_REQUIRED WORK_: Using the listing below, please gather every line containing the word "lawn".

_PROVIDED RECORDS_:
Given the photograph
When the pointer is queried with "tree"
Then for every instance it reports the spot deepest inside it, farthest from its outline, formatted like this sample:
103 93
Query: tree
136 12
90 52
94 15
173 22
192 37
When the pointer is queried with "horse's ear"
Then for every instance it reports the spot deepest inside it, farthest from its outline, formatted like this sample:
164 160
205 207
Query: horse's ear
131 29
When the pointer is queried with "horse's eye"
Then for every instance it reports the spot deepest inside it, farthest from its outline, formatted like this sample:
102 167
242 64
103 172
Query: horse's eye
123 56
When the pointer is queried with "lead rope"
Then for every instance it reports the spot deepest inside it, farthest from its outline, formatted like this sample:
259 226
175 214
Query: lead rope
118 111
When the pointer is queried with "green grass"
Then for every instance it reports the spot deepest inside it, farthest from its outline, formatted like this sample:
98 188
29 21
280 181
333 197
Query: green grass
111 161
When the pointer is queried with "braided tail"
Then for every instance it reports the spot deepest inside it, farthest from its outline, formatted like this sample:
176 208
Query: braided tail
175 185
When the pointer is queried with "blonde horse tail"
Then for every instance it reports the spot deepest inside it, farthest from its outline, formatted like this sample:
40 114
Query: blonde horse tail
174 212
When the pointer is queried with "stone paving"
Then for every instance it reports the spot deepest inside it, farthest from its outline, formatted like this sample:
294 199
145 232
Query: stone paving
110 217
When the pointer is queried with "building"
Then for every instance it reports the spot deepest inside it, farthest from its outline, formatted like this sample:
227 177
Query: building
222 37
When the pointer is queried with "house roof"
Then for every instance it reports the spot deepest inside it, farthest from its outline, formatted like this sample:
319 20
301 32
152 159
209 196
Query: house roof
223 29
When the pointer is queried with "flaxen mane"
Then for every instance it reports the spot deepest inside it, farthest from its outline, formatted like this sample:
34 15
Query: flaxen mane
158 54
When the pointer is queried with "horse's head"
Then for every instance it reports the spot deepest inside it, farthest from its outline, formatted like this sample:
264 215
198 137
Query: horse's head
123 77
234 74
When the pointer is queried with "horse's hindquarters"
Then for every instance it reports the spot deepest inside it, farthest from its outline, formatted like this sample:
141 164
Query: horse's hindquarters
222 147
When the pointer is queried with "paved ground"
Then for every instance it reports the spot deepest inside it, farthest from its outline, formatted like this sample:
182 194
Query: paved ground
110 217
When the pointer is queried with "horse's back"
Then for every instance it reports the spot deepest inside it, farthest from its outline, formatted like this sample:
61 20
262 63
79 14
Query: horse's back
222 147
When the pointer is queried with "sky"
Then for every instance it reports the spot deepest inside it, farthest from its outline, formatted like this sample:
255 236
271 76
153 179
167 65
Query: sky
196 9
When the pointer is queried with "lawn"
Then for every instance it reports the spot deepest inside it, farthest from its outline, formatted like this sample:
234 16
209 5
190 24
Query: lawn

_ANSWER BELOW_:
When the pointer is queried with "lawn"
Query: lawn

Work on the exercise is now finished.